------ Recorded information ------
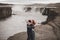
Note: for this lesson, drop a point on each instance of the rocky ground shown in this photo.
(42, 32)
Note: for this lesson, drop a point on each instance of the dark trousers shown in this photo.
(31, 35)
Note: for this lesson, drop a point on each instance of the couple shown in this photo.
(30, 30)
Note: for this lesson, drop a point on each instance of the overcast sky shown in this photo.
(29, 1)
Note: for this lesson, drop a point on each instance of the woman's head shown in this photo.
(33, 22)
(29, 21)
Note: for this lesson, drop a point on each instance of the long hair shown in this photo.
(33, 22)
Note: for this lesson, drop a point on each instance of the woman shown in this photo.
(30, 30)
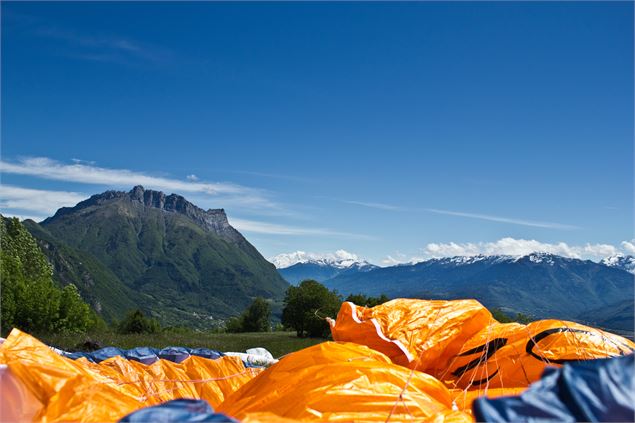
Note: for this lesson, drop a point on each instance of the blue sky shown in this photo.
(391, 131)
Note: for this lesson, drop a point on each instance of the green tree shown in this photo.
(74, 314)
(137, 322)
(30, 299)
(255, 319)
(363, 300)
(304, 306)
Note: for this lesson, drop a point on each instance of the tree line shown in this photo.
(30, 299)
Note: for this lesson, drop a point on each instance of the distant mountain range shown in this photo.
(323, 269)
(539, 285)
(620, 262)
(161, 253)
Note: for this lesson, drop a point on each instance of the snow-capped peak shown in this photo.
(341, 259)
(620, 261)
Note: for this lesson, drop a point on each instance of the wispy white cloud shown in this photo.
(339, 257)
(514, 221)
(380, 206)
(87, 173)
(515, 247)
(104, 48)
(491, 218)
(629, 246)
(254, 226)
(15, 199)
(399, 258)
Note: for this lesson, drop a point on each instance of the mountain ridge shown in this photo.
(185, 265)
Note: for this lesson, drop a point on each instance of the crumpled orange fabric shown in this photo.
(78, 390)
(460, 343)
(341, 382)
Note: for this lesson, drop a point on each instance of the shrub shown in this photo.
(304, 306)
(136, 322)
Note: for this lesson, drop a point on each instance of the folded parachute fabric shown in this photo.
(461, 343)
(341, 382)
(79, 390)
(181, 410)
(601, 390)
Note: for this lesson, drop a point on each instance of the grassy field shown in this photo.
(278, 343)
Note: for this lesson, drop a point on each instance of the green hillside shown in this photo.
(98, 285)
(181, 264)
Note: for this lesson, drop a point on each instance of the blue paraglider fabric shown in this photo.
(146, 355)
(601, 390)
(181, 410)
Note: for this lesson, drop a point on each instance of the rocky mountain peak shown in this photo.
(213, 220)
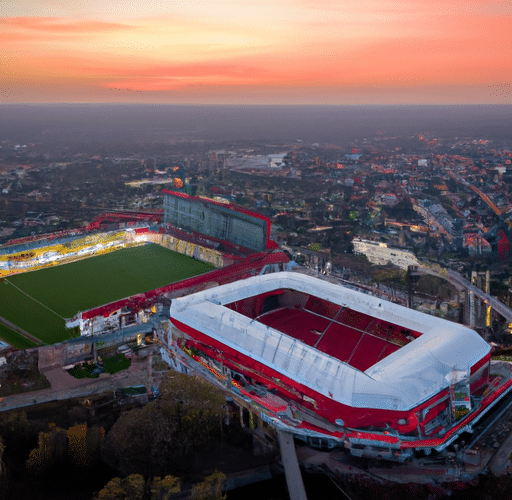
------
▶ _Directions_: Format the listing above as a numbered list, one line per item, and leave out the blank lines and the pictures.

▶ _Response to this task_:
1. Note: for this lesson, drop a point on each instance of the rocky ground shown in this photo.
2. (42, 32)
3. Note: for this lesson, drop a point on each instance of the dark trousers shown in this photo.
4. (31, 35)
5. Note: for this lesson, drop a point on each instance of the couple shown in this photo.
6. (30, 30)
7. Note: for this lesson, drop a point on each instance of the overcast sky shown in this photo.
8. (29, 1)
9. Note: for this lesson, drop a point on each instance of the woman's head shown in this photo.
10. (33, 22)
11. (29, 21)
12. Note: for this lesson, drop a point on each instance of the long hair shown in this photo.
13. (33, 22)
14. Note: for this lesson, drop a point on each instance of the woman shown in this photo.
15. (30, 30)
16. Note: for this lesson, drop a point on each instance of the blue sky shown in this photo.
17. (391, 131)
18. Note: for this lesson, drop a point on each instance of the green tree shown in this photo.
19. (74, 314)
20. (137, 322)
21. (30, 299)
22. (255, 319)
23. (363, 300)
24. (304, 306)
25. Note: for this lesson, drop a point on each instance of the tree line shown in this photo.
26. (30, 299)
27. Note: for this lesson, drop a point on each instance of the distant mountain range shown in this photo.
28. (323, 269)
29. (539, 285)
30. (620, 262)
31. (161, 253)
32. Note: for this lesson, drop a point on each instance of the snow-capped peak shown in this photo.
33. (341, 259)
34. (620, 261)
35. Note: for this lesson, drop a point on each instance of the wispy white cloud shown in this photo.
36. (339, 257)
37. (514, 221)
38. (380, 206)
39. (87, 173)
40. (515, 247)
41. (104, 48)
42. (491, 218)
43. (629, 246)
44. (254, 226)
45. (15, 199)
46. (399, 258)
47. Note: for this lesson, drop a point on each instance of the mountain ridge shown in this photo.
48. (185, 265)
49. Note: for this lesson, drop a point on each instance of the crumpled orange fabric shown in this photo.
50. (78, 390)
51. (460, 343)
52. (341, 382)
53. Note: for this lesson, drop a point on each instance of the shrub shown in this photo.
54. (304, 306)
55. (136, 322)
56. Note: for this lesson, drop a point on each instance of the folded parachute fabric shown in this photo.
57. (461, 343)
58. (341, 382)
59. (79, 390)
60. (181, 410)
61. (601, 390)
62. Note: for this lesson, drop a point on each instance of the grassy field shown in this photo.
63. (278, 343)
64. Note: for this lesson, drop a point on each instance of the green hillside shown in this photo.
65. (98, 285)
66. (181, 264)
67. Note: for this lesson, drop a point on each instance of the blue paraglider fabric shown in this photo.
68. (146, 355)
69. (601, 390)
70. (181, 410)
71. Note: for this lesson, drop a point on each instance of the rocky mountain peak shown in this photo.
72. (213, 220)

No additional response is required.